═══ PASSAGE PROVIDED

There are 87 Ethiopian and 8 Eritrean languages in the collective regions where Ethiopic text is in use. Orthographic practices are numerous; often language specific, influenced by neighboring, external, and even extinct languages. This document does not attempt to address specific orthographic practices nor does it address localization with respect to input methods, national language support or other GUI issues but is intended to provide information on and example of general text formatting issues common to computer operating and word processing systems.
The task of describing formatting practices in Ethiopia is one on par with describing the shapes of clouds in Ethiopia. Like clouds Ethiopic formatting is rather hard to pin down for study and careful description. Before one could finish describing the shape it would invariably change before you.
Fortunately, and like clouds as well, formats come from all places and in a wide range of shapes which people are willing to accept with little aversion to difference. But there is commonality among these clouds over Ethiopia that we can consider. The point here is to keep in mind that at this time there are no standard conventions for formatting text in Ethiopia but rather a plethora of defacto standards for modern practices coexisting with fairly well known rules from traditional practices.

══════
═══ EXTRACTED DATA

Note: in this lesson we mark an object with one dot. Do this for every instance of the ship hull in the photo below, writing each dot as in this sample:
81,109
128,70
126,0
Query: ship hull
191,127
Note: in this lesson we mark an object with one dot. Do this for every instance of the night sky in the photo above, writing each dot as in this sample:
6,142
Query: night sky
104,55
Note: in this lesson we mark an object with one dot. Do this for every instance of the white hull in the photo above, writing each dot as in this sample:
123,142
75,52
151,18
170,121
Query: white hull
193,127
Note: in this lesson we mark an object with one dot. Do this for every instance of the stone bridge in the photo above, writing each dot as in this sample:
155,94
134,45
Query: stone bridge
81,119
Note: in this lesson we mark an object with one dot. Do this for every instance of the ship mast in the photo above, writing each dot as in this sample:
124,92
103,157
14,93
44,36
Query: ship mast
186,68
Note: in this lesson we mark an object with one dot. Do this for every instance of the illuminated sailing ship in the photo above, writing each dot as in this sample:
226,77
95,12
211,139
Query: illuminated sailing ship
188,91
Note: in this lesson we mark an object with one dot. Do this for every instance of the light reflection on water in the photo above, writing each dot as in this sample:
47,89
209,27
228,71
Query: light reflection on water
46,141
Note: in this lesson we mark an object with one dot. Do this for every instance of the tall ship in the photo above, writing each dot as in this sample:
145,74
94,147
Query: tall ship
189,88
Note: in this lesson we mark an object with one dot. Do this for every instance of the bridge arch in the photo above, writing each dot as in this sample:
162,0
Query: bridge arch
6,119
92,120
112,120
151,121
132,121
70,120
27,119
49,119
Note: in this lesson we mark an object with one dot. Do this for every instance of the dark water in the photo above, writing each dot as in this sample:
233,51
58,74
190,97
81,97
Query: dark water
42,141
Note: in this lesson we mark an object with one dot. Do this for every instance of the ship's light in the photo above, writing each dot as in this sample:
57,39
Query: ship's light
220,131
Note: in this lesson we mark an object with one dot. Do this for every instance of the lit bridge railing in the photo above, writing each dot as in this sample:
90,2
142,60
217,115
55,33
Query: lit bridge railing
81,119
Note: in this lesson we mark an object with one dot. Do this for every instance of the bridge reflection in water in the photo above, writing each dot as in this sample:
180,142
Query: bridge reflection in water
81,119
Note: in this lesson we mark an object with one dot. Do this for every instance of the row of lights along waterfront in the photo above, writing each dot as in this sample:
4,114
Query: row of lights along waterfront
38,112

══════

• EXERCISE TASK 1
From the passage on Ethiopic text formatting, write out the section starting with "The task of" and going on through "from traditional practices.".
• EXERCISE TASK 2
In the passage on Ethiopic text formatting, condense the paragraph beginning "Fortunately, and like clouds as well" into a shorter version that keeps its main facts.

• TASK RESPONSE 1
The task of describing formatting practices in Ethiopia is one on par with describing the shapes of clouds in Ethiopia. Like clouds Ethiopic formatting is rather hard to pin down for study and careful description. Before one could finish describing the shape it would invariably change before you.
Fortunately, and like clouds as well, formats come from all places and in a wide range of shapes which people are willing to accept with little aversion to difference. But there is commonality among these clouds over Ethiopia that we can consider. The point here is to keep in mind that at this time there are no standard conventions for formatting text in Ethiopia but rather a plethora of defacto standards for modern practices coexisting with fairly well known rules from traditional practices.

• TASK RESPONSE 2
Like clouds, formats come from everywhere and in many shapes, and people readily accept the differences. Still, there is some commonality to consider. At present Ethiopia has no standard conventions for formatting text. Instead, many de facto modern standards coexist with fairly well-known traditional rules.